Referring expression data
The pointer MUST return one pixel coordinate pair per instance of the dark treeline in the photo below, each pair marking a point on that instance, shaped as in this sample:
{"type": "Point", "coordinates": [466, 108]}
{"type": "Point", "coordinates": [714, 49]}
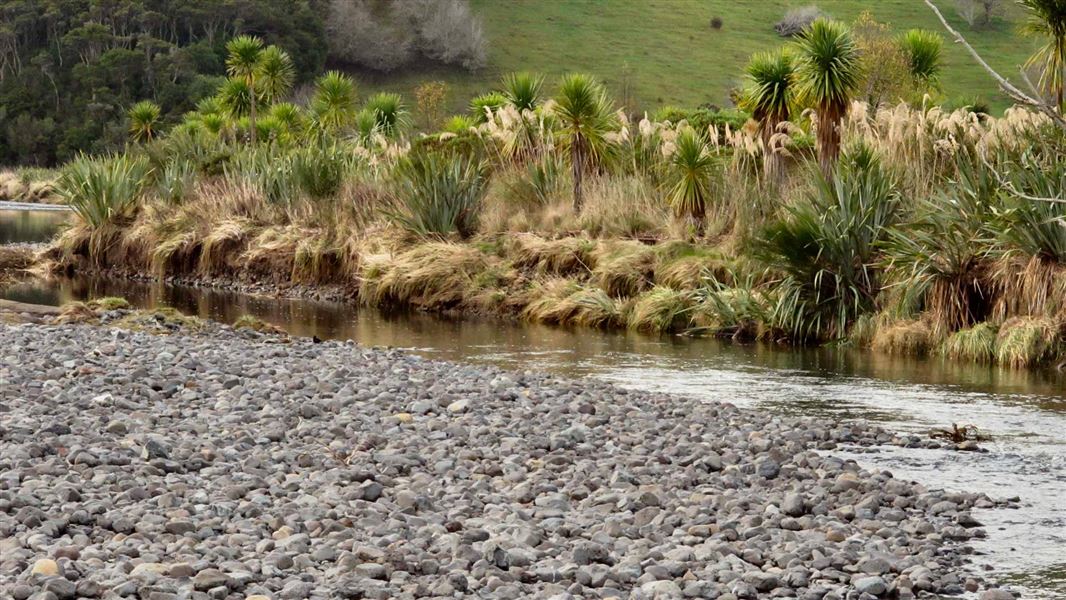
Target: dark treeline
{"type": "Point", "coordinates": [69, 69]}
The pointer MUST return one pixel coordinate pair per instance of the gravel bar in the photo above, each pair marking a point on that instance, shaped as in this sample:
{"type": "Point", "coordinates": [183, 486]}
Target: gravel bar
{"type": "Point", "coordinates": [225, 464]}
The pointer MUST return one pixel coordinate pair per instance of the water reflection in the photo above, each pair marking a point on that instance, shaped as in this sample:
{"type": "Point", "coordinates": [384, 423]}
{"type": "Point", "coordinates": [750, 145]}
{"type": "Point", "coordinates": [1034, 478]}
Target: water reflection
{"type": "Point", "coordinates": [30, 226]}
{"type": "Point", "coordinates": [1023, 410]}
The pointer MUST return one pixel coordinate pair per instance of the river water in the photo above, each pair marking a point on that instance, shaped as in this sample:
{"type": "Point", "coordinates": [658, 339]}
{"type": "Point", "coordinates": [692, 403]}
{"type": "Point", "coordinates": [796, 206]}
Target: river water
{"type": "Point", "coordinates": [1023, 411]}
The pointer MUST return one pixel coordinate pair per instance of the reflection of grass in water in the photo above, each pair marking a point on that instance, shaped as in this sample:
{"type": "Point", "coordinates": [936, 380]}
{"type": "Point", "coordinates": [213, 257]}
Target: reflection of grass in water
{"type": "Point", "coordinates": [1048, 581]}
{"type": "Point", "coordinates": [23, 226]}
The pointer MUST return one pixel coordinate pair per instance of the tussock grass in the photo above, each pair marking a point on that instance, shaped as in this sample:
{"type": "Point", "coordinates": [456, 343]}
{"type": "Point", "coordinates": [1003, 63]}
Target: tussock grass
{"type": "Point", "coordinates": [905, 337]}
{"type": "Point", "coordinates": [662, 310]}
{"type": "Point", "coordinates": [975, 344]}
{"type": "Point", "coordinates": [77, 312]}
{"type": "Point", "coordinates": [688, 268]}
{"type": "Point", "coordinates": [223, 243]}
{"type": "Point", "coordinates": [1031, 287]}
{"type": "Point", "coordinates": [568, 256]}
{"type": "Point", "coordinates": [1027, 341]}
{"type": "Point", "coordinates": [743, 312]}
{"type": "Point", "coordinates": [562, 302]}
{"type": "Point", "coordinates": [435, 275]}
{"type": "Point", "coordinates": [624, 269]}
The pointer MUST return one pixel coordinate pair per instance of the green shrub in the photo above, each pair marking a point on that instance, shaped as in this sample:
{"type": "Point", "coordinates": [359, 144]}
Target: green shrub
{"type": "Point", "coordinates": [827, 246]}
{"type": "Point", "coordinates": [438, 194]}
{"type": "Point", "coordinates": [704, 118]}
{"type": "Point", "coordinates": [320, 169]}
{"type": "Point", "coordinates": [101, 190]}
{"type": "Point", "coordinates": [176, 179]}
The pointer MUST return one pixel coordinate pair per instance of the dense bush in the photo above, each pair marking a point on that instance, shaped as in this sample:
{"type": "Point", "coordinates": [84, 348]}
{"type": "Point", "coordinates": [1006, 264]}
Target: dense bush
{"type": "Point", "coordinates": [796, 20]}
{"type": "Point", "coordinates": [704, 118]}
{"type": "Point", "coordinates": [389, 35]}
{"type": "Point", "coordinates": [71, 69]}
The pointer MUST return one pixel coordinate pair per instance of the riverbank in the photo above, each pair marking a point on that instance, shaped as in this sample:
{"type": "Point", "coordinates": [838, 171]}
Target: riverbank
{"type": "Point", "coordinates": [244, 465]}
{"type": "Point", "coordinates": [653, 286]}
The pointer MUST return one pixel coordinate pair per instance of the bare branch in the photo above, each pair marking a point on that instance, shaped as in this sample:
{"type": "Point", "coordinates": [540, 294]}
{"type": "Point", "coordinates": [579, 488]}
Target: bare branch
{"type": "Point", "coordinates": [1010, 88]}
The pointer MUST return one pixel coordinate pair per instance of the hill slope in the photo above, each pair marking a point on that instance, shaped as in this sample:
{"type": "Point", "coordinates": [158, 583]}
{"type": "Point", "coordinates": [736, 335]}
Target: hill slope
{"type": "Point", "coordinates": [666, 52]}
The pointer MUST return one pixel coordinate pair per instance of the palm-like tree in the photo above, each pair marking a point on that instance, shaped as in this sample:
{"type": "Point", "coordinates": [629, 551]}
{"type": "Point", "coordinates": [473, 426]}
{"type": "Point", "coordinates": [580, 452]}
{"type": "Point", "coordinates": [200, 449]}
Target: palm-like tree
{"type": "Point", "coordinates": [144, 120]}
{"type": "Point", "coordinates": [827, 73]}
{"type": "Point", "coordinates": [235, 97]}
{"type": "Point", "coordinates": [1047, 19]}
{"type": "Point", "coordinates": [389, 112]}
{"type": "Point", "coordinates": [274, 75]}
{"type": "Point", "coordinates": [334, 101]}
{"type": "Point", "coordinates": [585, 117]}
{"type": "Point", "coordinates": [924, 52]}
{"type": "Point", "coordinates": [694, 166]}
{"type": "Point", "coordinates": [769, 97]}
{"type": "Point", "coordinates": [242, 64]}
{"type": "Point", "coordinates": [490, 101]}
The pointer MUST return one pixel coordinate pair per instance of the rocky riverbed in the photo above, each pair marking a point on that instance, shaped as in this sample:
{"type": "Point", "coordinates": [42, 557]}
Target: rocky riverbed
{"type": "Point", "coordinates": [225, 464]}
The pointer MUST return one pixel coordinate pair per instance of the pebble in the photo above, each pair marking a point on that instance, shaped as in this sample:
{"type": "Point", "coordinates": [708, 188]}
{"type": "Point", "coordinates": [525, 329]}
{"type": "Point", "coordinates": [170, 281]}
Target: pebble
{"type": "Point", "coordinates": [233, 465]}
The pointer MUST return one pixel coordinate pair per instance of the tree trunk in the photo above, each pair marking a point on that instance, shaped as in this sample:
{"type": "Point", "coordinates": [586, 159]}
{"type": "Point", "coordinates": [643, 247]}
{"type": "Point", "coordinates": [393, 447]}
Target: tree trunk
{"type": "Point", "coordinates": [773, 163]}
{"type": "Point", "coordinates": [577, 160]}
{"type": "Point", "coordinates": [828, 141]}
{"type": "Point", "coordinates": [252, 117]}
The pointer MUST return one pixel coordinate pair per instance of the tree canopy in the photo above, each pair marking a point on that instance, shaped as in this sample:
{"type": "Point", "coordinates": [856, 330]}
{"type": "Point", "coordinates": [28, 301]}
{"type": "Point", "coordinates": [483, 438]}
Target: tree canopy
{"type": "Point", "coordinates": [70, 70]}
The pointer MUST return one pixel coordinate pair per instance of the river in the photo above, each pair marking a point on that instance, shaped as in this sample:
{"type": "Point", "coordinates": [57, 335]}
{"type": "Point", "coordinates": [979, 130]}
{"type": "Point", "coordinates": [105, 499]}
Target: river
{"type": "Point", "coordinates": [1023, 411]}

◆ **Action item**
Skip the images and restate each record above word for word.

◆ **Result for this task**
The pointer MUST return one pixel coordinate pair per instance of the dark treeline in the photo below, each pair marking a point on that instance, shaped as in this sample:
{"type": "Point", "coordinates": [466, 108]}
{"type": "Point", "coordinates": [714, 49]}
Target: dark treeline
{"type": "Point", "coordinates": [69, 69]}
The pointer MUST return one pixel coordinate pair per instance of the gravel bar in the photo above, each pair marking a point on that instance, shaped as in this sample:
{"type": "Point", "coordinates": [183, 486]}
Target: gravel bar
{"type": "Point", "coordinates": [225, 464]}
The pointer MUST return one pixel coordinate pair per instance of the water reflection in the photo above, each pair marking a point on that instance, shaped as in this sample:
{"type": "Point", "coordinates": [384, 423]}
{"type": "Point", "coordinates": [750, 145]}
{"type": "Point", "coordinates": [1034, 478]}
Target: water reflection
{"type": "Point", "coordinates": [30, 226]}
{"type": "Point", "coordinates": [1023, 410]}
The pointer MUST return one pixel coordinate pair per instance of the river water in the photo above, each pair marking a point on that instance, shaped as in this sample:
{"type": "Point", "coordinates": [658, 339]}
{"type": "Point", "coordinates": [692, 403]}
{"type": "Point", "coordinates": [796, 206]}
Target: river water
{"type": "Point", "coordinates": [1023, 411]}
The pointer MUST return one pixel coordinate pair per instance of the reflection of grass in water in the photo above, each pair marking a point on that instance, shaped as in this sample:
{"type": "Point", "coordinates": [936, 380]}
{"type": "Point", "coordinates": [213, 257]}
Target: reflection of grass in water
{"type": "Point", "coordinates": [1048, 581]}
{"type": "Point", "coordinates": [23, 226]}
The pointer MUST return one pixel coordinate pair per instance of the tussock grass in the photo above, each pair marking a point on that instance, shaped as in this sample:
{"type": "Point", "coordinates": [456, 343]}
{"type": "Point", "coordinates": [1003, 63]}
Target: tussock grass
{"type": "Point", "coordinates": [905, 337]}
{"type": "Point", "coordinates": [662, 310]}
{"type": "Point", "coordinates": [975, 344]}
{"type": "Point", "coordinates": [77, 312]}
{"type": "Point", "coordinates": [688, 268]}
{"type": "Point", "coordinates": [223, 243]}
{"type": "Point", "coordinates": [1031, 287]}
{"type": "Point", "coordinates": [568, 256]}
{"type": "Point", "coordinates": [1027, 341]}
{"type": "Point", "coordinates": [743, 312]}
{"type": "Point", "coordinates": [562, 302]}
{"type": "Point", "coordinates": [435, 275]}
{"type": "Point", "coordinates": [624, 269]}
The pointer MUST return one pixel coordinate pair per instance of the green shrub in the photo above, each pair marking a point on that instance, shaped as in this sample:
{"type": "Point", "coordinates": [359, 144]}
Target: green shrub
{"type": "Point", "coordinates": [827, 246]}
{"type": "Point", "coordinates": [438, 194]}
{"type": "Point", "coordinates": [704, 118]}
{"type": "Point", "coordinates": [320, 169]}
{"type": "Point", "coordinates": [101, 190]}
{"type": "Point", "coordinates": [176, 179]}
The pointer MUST return one pixel coordinate pair per instance of the dense bush in the photo above, each pair marking a point on that instance, shaped as in this sample:
{"type": "Point", "coordinates": [84, 348]}
{"type": "Point", "coordinates": [1006, 264]}
Target: dense bush
{"type": "Point", "coordinates": [796, 20]}
{"type": "Point", "coordinates": [704, 118]}
{"type": "Point", "coordinates": [389, 35]}
{"type": "Point", "coordinates": [71, 69]}
The pointer MUST return one pixel coordinate pair per instance of the riverbank in the photo above, each pair marking a point on that instance, shaped as in this sample:
{"type": "Point", "coordinates": [838, 171]}
Target: riverbank
{"type": "Point", "coordinates": [244, 465]}
{"type": "Point", "coordinates": [653, 286]}
The pointer MUST return one pixel coordinate pair per instance of the bare branch in the photo above, each pair marking a point on that instance, shaped as in this sample:
{"type": "Point", "coordinates": [540, 294]}
{"type": "Point", "coordinates": [579, 488]}
Target: bare branch
{"type": "Point", "coordinates": [1010, 88]}
The pointer MUST return one pixel coordinate pair per instance of the hill slope in the photo above, each pair marking a point on that instance, shaped as in this sample:
{"type": "Point", "coordinates": [158, 583]}
{"type": "Point", "coordinates": [736, 335]}
Target: hill slope
{"type": "Point", "coordinates": [666, 52]}
The pointer MUST return one pixel coordinate pair per instance of the palm-like tree in the photo above, each pair marking a point on that instance, shaped as in this sample:
{"type": "Point", "coordinates": [629, 551]}
{"type": "Point", "coordinates": [473, 426]}
{"type": "Point", "coordinates": [580, 452]}
{"type": "Point", "coordinates": [200, 449]}
Target: palm-like tree
{"type": "Point", "coordinates": [144, 120]}
{"type": "Point", "coordinates": [827, 73]}
{"type": "Point", "coordinates": [235, 97]}
{"type": "Point", "coordinates": [1047, 19]}
{"type": "Point", "coordinates": [389, 112]}
{"type": "Point", "coordinates": [274, 75]}
{"type": "Point", "coordinates": [334, 101]}
{"type": "Point", "coordinates": [585, 117]}
{"type": "Point", "coordinates": [924, 52]}
{"type": "Point", "coordinates": [694, 166]}
{"type": "Point", "coordinates": [769, 97]}
{"type": "Point", "coordinates": [242, 64]}
{"type": "Point", "coordinates": [490, 101]}
The pointer MUST return one pixel coordinate pair per instance of the rocky riverbed in the photo above, each pair marking a point on that instance, shaped as in this sample:
{"type": "Point", "coordinates": [42, 557]}
Target: rocky riverbed
{"type": "Point", "coordinates": [225, 464]}
The pointer MUST return one pixel coordinate pair per instance of the pebble in the photo above, each pair marking a point on that instance, shaped as in this sample:
{"type": "Point", "coordinates": [708, 188]}
{"type": "Point", "coordinates": [525, 329]}
{"type": "Point", "coordinates": [170, 281]}
Target: pebble
{"type": "Point", "coordinates": [233, 465]}
The pointer MUST return one pixel coordinate pair per instance of the tree trunk in the photo above, each pair marking a point on that instance, shaped as in this sample:
{"type": "Point", "coordinates": [586, 159]}
{"type": "Point", "coordinates": [643, 247]}
{"type": "Point", "coordinates": [393, 447]}
Target: tree trunk
{"type": "Point", "coordinates": [773, 163]}
{"type": "Point", "coordinates": [577, 160]}
{"type": "Point", "coordinates": [828, 141]}
{"type": "Point", "coordinates": [252, 117]}
The pointer MUST return one pixel coordinate pair per instance of the tree canopy in the photo above, each pair marking a point on that instance, shaped as in this sample:
{"type": "Point", "coordinates": [856, 330]}
{"type": "Point", "coordinates": [28, 301]}
{"type": "Point", "coordinates": [483, 438]}
Target: tree canopy
{"type": "Point", "coordinates": [70, 70]}
The pointer MUST return one pixel coordinate pair per instance of the river in the photo above, each pair marking a point on that instance, shaped as in this sample:
{"type": "Point", "coordinates": [57, 335]}
{"type": "Point", "coordinates": [979, 130]}
{"type": "Point", "coordinates": [105, 499]}
Target: river
{"type": "Point", "coordinates": [1023, 411]}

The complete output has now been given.